# [Selected text]
========

CRiSP + Motif (no dtrace) Saturday, 15 August 2009  
I am taking a short rest from dtrace - its been doing my head in (ustack / dwarf; see previous postings).

Am on holiday from next weekend for a couple of weeks, and I want to do something more rewarding, so am switching back to CRiSP for a while to kick some tyres.

First up is more finer control of file auditing - you can tell CRiSP to keep track of files you edit in an audit trail; useful for those times when you forgot where you placed a file.

I've fixed some other customer reports.

I keep on staring at ribbon bars, and before I fully tackle this (theres some pre-alpha code in CRiSP to do this, but its not ready for primetime), I am revisiting the Motif factor. CRiSP is built on Motif and over the years, it has driven me insane. In recent weeks I have fixed some uninitialised memory refs in Motif which could cause core dumps, but I have always had a goal to remove it totally. Many of the widgets are native Xt widgets, and the few remaining just require a bit of debugging to get rid of it totally - thus making the code more supportable, and ready for other things. (And freeing up a fair amount of memory).

CRiSP has some theming support and in getting rid of Motif, it will be easier to complete that, and finally make menu items to have icons in them.

People have also asked for freetype font support (which exists in CRiSP in a semi undocumented fashion). So, if the Motif removal goes well, then freetype can be made available to most of the widgets.


Posted at 18:43:24 by Paul Fox | Permalink
  Painful dwarf Sunday, 09 August 2009  
Progress is slow, but positive. Ive spent the last week or two trying to find the user stack and the PC. Its easy to get the user stack, but the PC proved elusive, but I have a hack to find it.

Why?

Imagine the SYSCALL instruction fires. This is a special instruction in the amd/x86 cpus which moves from user mode to system mode, *without* pushing the return address on the stack. The Linux kernel, immediately after the transition (entry_64.S) puts the user space SP into the thread task area, but the PC is hiding. On entry to the kernel side of a syscall, it is in the RCX register, but by the time we hit a probe, e.g. sys_open(), we are miles away and the pt_regs array isnt accurate. At the point of probe, we force a breakpoint trap (luckily, only our code executes at this point, so we dont have to consider nested interrupts and blowing the state areas in the thread stack).

========

# [Problems]
1. List every benefit that the CRiSP and dtrace blog posts expect from removing Motif from CRiSP.
2. Answer these questions from the CRiSP and dtrace blog posts:
(a) What can CRiSP be told to keep track of in an audit trail?
(b) Where does the Linux kernel put the user space SP immediately after the transition?
(c) On entry to the kernel side of a syscall, which register holds the PC?
3. Pick up the CRiSP and dtrace blog posts where they stop and keep writing.

# [Data lines]
========

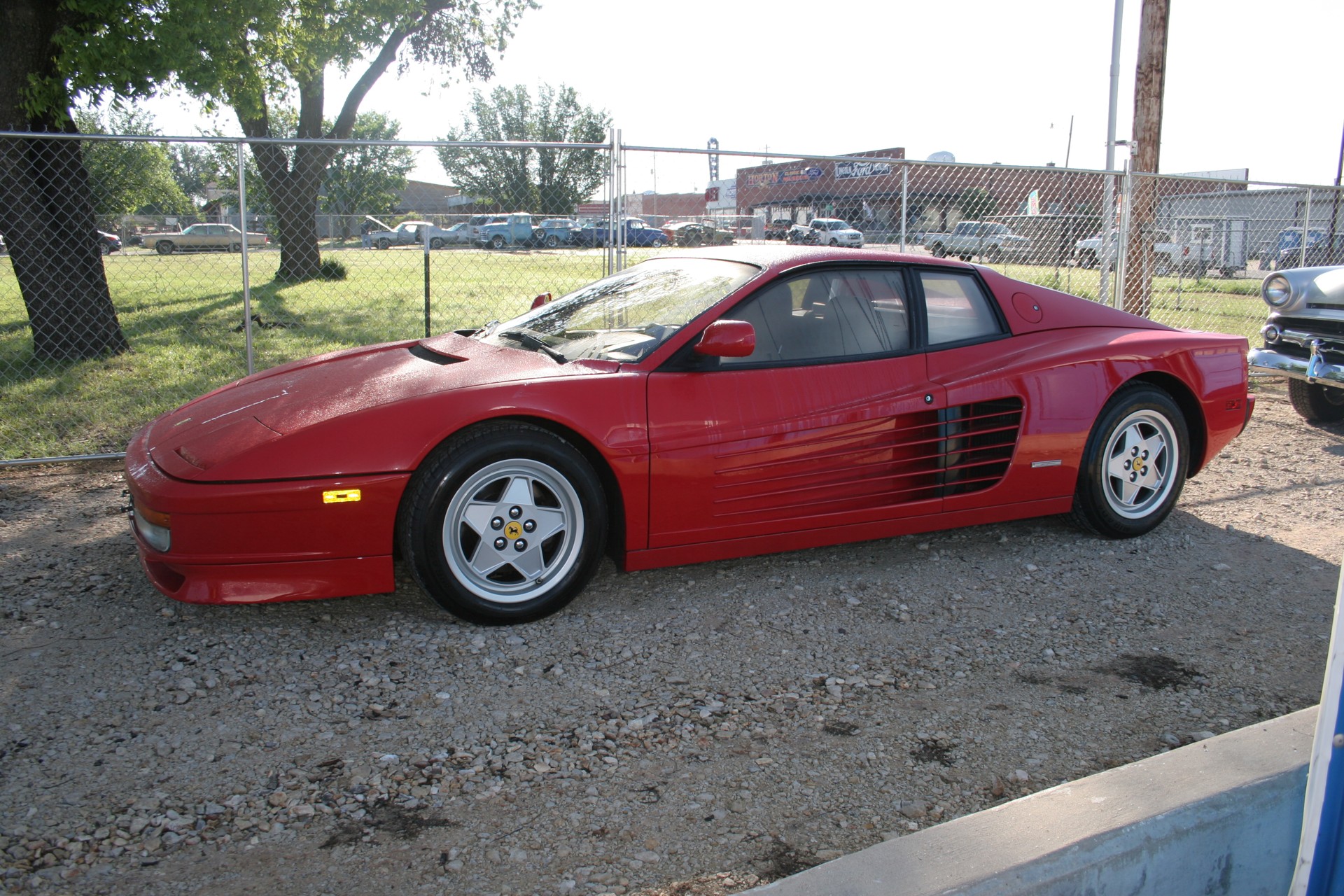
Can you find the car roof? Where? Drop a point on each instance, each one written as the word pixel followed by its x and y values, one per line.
pixel 781 258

========

# [Response list]
1.
- The code becomes more supportable.
- A fair amount of memory is freed up.
- It becomes easier to complete CRiSP's theming support.
- Menu items can finally have icons in them.
- Freetype font support can be made available to most of the widgets.

2.
(a) The files you edit.
(b) Into the thread task area.
(c) The RCX register.

3.
What makes this tricky is getting everything to work at once - anything even slightly wrong just gives bogus results -- stack traces which are not accurate or totally missing.

I am better now - I seem to get the first two stack frames, but the third one is elusive (I am either miscomputing the dwarf frame info or misapplying the result to find the next frame; for a third frame, its frustrating since we have gone thru the same looped code twice, so why the third is problematic is not clear).

The code so far is fairly horrid, with lots of experiments in their, and no 32-bit version yet done. My biggest fear is if any of this is subtly dependent on kernel releases (I think it is not), so that would be one weight off my chest.

(Kernel releases are subtly different in syscall/interrupt handling, and also structure layout for the user/process/thread, but I dont think we care too much, yet).


Posted at 00:16:25 by Paul Fox | Permalink
  slow dwarf Wednesday, 05 August 2009  
Been busy doing some CRiSP updates over last few days, so backed off a little on dtrace, but trying to get back into the dwarf issues.

Alas, the current Windows CRiSP release has black arrows on the scrollbars... to be fixed this weekend. Nuts.

I am trying to get this to parse properly:

$ build/dwarf /lib/libpthread.so.0
....
CIE length=00000014
  Version:              01
  Augmentation:         "zRS"
  Code alignment factor: 1
  Data alignment factor: -8
  Return address reg:    0x10
  Augmentation Length:   len=0x01 1b
R encoding 1b (kernel)

2c38 FDE len=7c cie=001c pc=e0ff..e109 tpc=ffffffffffffffff 0000: dwarf.c: unsupported DW entry 0xf 12

I am working thru the various opcodes, being able to parse, but no guarantee the semantics are correct (thats the next phase).

libpthread.so.0 is where the open64 syscall is located when I do my ustack() test against the perl interpreter.

In theory the parsing shouldnt matter, as in the kernel, we skip over blocks of the dwarf instructions to find the matching block, but it helps me to relax a little and better understand this stuff so I can tackle why some SYSCALL instruction blocks arent being handled properly.

People are sending me bug reports on 2.6.30.* kernels (fixed an issue with 2.6.30.4, but now theres a 2.6.30.5 - I cannot keep up with these releases and the gratuitous kernel code changes on each release!). So, just trying to stay above water, but progress is slow.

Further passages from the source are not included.